▸ Assignment:
All of the data must be returned exactly as given.

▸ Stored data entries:
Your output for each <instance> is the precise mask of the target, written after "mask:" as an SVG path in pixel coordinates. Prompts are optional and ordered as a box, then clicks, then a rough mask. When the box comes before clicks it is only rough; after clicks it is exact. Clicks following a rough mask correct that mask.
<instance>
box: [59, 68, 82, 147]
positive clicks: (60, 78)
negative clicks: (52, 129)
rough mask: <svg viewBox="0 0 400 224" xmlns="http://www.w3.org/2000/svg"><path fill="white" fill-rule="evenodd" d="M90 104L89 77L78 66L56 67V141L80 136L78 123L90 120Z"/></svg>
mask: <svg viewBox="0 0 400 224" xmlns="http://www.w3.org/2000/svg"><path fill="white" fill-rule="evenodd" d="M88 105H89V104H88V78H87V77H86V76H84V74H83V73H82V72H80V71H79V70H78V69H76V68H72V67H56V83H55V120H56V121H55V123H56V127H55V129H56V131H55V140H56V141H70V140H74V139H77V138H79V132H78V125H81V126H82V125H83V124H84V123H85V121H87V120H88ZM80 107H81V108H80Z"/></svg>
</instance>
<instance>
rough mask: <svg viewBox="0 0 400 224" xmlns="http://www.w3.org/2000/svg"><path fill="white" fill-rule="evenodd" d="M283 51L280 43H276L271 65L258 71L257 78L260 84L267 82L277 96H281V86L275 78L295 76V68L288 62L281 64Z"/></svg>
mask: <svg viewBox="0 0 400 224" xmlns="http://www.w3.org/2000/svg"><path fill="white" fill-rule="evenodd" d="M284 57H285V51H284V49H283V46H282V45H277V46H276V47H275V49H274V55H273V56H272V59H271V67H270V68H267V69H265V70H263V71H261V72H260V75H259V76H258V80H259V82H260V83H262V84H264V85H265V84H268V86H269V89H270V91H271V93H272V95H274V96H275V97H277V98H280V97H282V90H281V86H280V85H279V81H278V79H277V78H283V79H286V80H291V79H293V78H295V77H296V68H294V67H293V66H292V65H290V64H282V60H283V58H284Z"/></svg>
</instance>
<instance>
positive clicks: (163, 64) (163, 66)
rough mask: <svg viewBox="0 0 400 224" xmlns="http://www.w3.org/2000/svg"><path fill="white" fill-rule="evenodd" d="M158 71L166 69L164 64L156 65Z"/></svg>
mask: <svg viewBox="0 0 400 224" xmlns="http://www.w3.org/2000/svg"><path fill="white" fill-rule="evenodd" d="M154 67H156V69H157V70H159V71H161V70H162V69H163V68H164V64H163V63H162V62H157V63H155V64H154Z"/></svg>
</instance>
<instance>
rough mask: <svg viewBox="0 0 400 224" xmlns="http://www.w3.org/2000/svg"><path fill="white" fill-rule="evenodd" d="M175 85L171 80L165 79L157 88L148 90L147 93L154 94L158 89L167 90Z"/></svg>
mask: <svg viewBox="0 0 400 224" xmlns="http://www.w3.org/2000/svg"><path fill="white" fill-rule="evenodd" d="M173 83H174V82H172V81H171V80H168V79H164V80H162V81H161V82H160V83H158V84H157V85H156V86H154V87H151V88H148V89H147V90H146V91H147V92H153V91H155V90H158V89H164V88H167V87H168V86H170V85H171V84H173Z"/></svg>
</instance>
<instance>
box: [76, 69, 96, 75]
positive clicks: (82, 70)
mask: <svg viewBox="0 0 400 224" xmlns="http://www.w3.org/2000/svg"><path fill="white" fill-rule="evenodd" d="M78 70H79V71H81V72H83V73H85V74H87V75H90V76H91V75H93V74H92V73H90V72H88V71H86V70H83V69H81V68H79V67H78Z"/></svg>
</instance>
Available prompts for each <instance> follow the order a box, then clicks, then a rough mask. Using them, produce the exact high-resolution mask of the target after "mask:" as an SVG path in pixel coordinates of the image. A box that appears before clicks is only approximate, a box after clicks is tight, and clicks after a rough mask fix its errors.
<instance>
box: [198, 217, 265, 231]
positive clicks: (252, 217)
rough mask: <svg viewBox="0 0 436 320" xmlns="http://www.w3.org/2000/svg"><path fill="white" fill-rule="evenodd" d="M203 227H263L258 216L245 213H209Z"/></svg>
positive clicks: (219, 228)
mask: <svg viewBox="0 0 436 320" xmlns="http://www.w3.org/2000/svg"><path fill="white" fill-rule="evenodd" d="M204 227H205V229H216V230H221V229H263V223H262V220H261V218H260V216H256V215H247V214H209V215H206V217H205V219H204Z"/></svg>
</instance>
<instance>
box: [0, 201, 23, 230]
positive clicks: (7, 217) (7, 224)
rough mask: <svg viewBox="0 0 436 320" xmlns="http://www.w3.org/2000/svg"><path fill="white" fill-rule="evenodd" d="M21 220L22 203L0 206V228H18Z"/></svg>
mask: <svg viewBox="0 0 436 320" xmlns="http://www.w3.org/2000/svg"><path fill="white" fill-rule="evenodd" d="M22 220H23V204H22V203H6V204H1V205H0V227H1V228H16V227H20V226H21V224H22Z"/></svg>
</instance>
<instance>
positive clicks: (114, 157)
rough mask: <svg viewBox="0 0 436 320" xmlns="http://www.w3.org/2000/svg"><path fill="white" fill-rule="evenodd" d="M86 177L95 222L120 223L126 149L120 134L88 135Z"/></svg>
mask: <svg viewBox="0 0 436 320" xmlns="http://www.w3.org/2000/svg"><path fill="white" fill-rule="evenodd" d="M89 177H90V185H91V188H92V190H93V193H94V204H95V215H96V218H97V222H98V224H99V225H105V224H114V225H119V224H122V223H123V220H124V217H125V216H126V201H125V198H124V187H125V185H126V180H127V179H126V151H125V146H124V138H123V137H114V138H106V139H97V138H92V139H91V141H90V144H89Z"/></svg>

▸ Problem solution:
Your output for each <instance> is the precise mask of the target, written after "mask:" as an SVG path in pixel coordinates. Prompts are optional and ordered as a box, then clicks, then a rough mask. When the box comes before clicks it is only rough; after clicks it is exact. Clicks following a rough mask correct that mask.
<instance>
box: [59, 68, 82, 147]
positive clicks: (60, 78)
negative clicks: (52, 129)
rough mask: <svg viewBox="0 0 400 224" xmlns="http://www.w3.org/2000/svg"><path fill="white" fill-rule="evenodd" d="M90 104L89 77L78 66L56 67V141L80 136L78 123L90 120Z"/></svg>
mask: <svg viewBox="0 0 400 224" xmlns="http://www.w3.org/2000/svg"><path fill="white" fill-rule="evenodd" d="M88 105H89V104H88V78H87V77H86V76H84V74H83V73H82V72H80V71H79V70H78V69H76V68H72V67H56V83H55V120H56V121H55V123H56V127H55V129H56V131H55V140H56V141H70V140H74V139H77V138H79V132H78V125H81V126H82V125H83V124H84V123H85V121H87V120H88ZM80 107H81V108H80Z"/></svg>
</instance>
<instance>
rough mask: <svg viewBox="0 0 400 224" xmlns="http://www.w3.org/2000/svg"><path fill="white" fill-rule="evenodd" d="M283 51L280 43H276L271 65L258 71L257 78L260 84L267 82L277 96H281V86L275 78L295 76V68L288 62L281 64Z"/></svg>
mask: <svg viewBox="0 0 400 224" xmlns="http://www.w3.org/2000/svg"><path fill="white" fill-rule="evenodd" d="M284 57H285V51H284V49H283V46H282V45H277V46H276V47H275V49H274V55H273V56H272V59H271V67H270V68H267V69H265V70H263V71H261V72H260V75H259V76H258V80H259V82H260V83H262V84H264V85H265V84H268V86H269V89H270V91H271V93H272V95H274V96H275V97H277V98H280V97H282V90H281V86H280V85H279V81H278V79H277V78H283V79H286V80H291V79H293V78H295V77H296V68H294V67H293V66H292V65H290V64H282V60H283V58H284Z"/></svg>
</instance>
<instance>
positive clicks: (163, 64) (163, 66)
rough mask: <svg viewBox="0 0 400 224" xmlns="http://www.w3.org/2000/svg"><path fill="white" fill-rule="evenodd" d="M158 71L166 69L164 64L156 65Z"/></svg>
mask: <svg viewBox="0 0 400 224" xmlns="http://www.w3.org/2000/svg"><path fill="white" fill-rule="evenodd" d="M154 67H156V69H157V70H159V71H161V70H162V69H163V68H164V64H163V63H162V62H157V63H155V64H154Z"/></svg>
</instance>
<instance>
rough mask: <svg viewBox="0 0 400 224" xmlns="http://www.w3.org/2000/svg"><path fill="white" fill-rule="evenodd" d="M175 85L171 80L165 79L157 88L148 90L147 93L154 94L158 89L167 90Z"/></svg>
mask: <svg viewBox="0 0 400 224" xmlns="http://www.w3.org/2000/svg"><path fill="white" fill-rule="evenodd" d="M173 83H174V82H172V81H171V80H168V79H164V80H162V81H161V82H160V83H158V84H157V85H156V86H154V87H151V88H148V89H147V90H146V91H147V92H153V91H155V90H158V89H164V88H167V87H168V86H170V85H171V84H173Z"/></svg>
</instance>
<instance>
box: [76, 69, 96, 75]
positive clicks: (82, 70)
mask: <svg viewBox="0 0 400 224" xmlns="http://www.w3.org/2000/svg"><path fill="white" fill-rule="evenodd" d="M78 70H79V71H81V72H83V73H85V74H87V75H90V76H91V75H93V74H92V73H90V72H88V71H86V70H83V69H81V68H79V67H78Z"/></svg>
</instance>
Available prompts for each <instance> follow the order a box, then clicks, then a rough mask. Using them, produce the exact high-resolution mask of the target after "mask:" as an SVG path in pixel coordinates of the image. A box that appears before clicks is only approximate, a box after clicks is tight, and clicks after a rough mask fix its errors.
<instance>
box: [198, 217, 265, 231]
positive clicks: (252, 217)
rough mask: <svg viewBox="0 0 436 320" xmlns="http://www.w3.org/2000/svg"><path fill="white" fill-rule="evenodd" d="M203 227H263L258 216L245 213H209Z"/></svg>
positive clicks: (219, 228)
mask: <svg viewBox="0 0 436 320" xmlns="http://www.w3.org/2000/svg"><path fill="white" fill-rule="evenodd" d="M204 227H205V229H216V230H221V229H263V223H262V220H261V218H260V216H256V215H247V214H209V215H206V217H205V219H204Z"/></svg>
</instance>
<instance>
box: [0, 201, 23, 230]
positive clicks: (7, 217) (7, 224)
rough mask: <svg viewBox="0 0 436 320" xmlns="http://www.w3.org/2000/svg"><path fill="white" fill-rule="evenodd" d="M21 220L22 203L0 206V228H18Z"/></svg>
mask: <svg viewBox="0 0 436 320" xmlns="http://www.w3.org/2000/svg"><path fill="white" fill-rule="evenodd" d="M22 220H23V204H22V203H6V204H1V205H0V227H1V228H16V227H20V226H21V224H22Z"/></svg>
</instance>
<instance>
positive clicks: (114, 157)
rough mask: <svg viewBox="0 0 436 320" xmlns="http://www.w3.org/2000/svg"><path fill="white" fill-rule="evenodd" d="M86 177L95 222L120 223L126 149L120 134L88 135Z"/></svg>
mask: <svg viewBox="0 0 436 320" xmlns="http://www.w3.org/2000/svg"><path fill="white" fill-rule="evenodd" d="M89 177H90V185H91V188H92V190H93V193H94V204H95V215H96V218H97V222H98V224H99V225H105V224H114V225H119V224H122V223H123V220H124V217H125V216H126V201H125V198H124V187H125V185H126V180H127V179H126V151H125V146H124V138H123V137H114V138H106V139H97V138H92V139H91V141H90V144H89Z"/></svg>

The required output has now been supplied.